> TASK BRIEF
Transcribe the records below exactly as they appear.

═════ RECORDS SHOWN

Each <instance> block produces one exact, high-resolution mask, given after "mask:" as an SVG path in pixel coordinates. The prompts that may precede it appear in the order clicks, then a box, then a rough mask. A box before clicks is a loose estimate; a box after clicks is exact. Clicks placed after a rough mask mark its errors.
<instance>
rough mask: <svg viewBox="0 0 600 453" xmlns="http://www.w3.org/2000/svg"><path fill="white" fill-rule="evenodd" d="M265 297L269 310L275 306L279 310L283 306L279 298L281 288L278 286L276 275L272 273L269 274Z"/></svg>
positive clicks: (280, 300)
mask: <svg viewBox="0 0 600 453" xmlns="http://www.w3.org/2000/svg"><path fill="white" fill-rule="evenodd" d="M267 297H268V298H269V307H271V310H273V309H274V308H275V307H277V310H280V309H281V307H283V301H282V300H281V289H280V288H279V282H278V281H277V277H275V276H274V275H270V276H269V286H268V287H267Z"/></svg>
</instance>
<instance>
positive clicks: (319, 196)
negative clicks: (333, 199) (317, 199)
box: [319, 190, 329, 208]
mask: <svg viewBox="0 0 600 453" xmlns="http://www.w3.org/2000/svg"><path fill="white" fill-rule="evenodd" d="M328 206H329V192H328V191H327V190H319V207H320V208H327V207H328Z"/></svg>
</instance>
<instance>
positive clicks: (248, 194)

══════════

> WRITTEN REPLY
Each <instance> block produces one exact, high-resolution mask, given after "mask:" as an SVG path in pixel coordinates. The prompts that may precede it appear in the order clicks, then a box, then a rough mask. A box before clicks is a loose estimate; a box after clicks is exact. Clicks placed after a rough mask mark its errors.
<instance>
rough mask: <svg viewBox="0 0 600 453" xmlns="http://www.w3.org/2000/svg"><path fill="white" fill-rule="evenodd" d="M265 297L269 310L275 306L279 310L283 306L279 298L281 288L278 286L276 275L272 273L269 274Z"/></svg>
positive clicks: (280, 300)
mask: <svg viewBox="0 0 600 453" xmlns="http://www.w3.org/2000/svg"><path fill="white" fill-rule="evenodd" d="M267 297H268V298H269V307H271V310H273V309H274V308H275V307H277V310H280V309H281V307H283V301H282V300H281V289H280V288H279V282H278V281H277V277H275V276H274V275H270V276H269V286H268V287H267Z"/></svg>
</instance>
<instance>
positive clicks: (319, 196)
negative clicks: (333, 199) (317, 199)
box: [319, 190, 329, 208]
mask: <svg viewBox="0 0 600 453" xmlns="http://www.w3.org/2000/svg"><path fill="white" fill-rule="evenodd" d="M328 206H329V192H328V191H327V190H319V207H320V208H327V207H328Z"/></svg>
</instance>
<instance>
positive clicks: (248, 194)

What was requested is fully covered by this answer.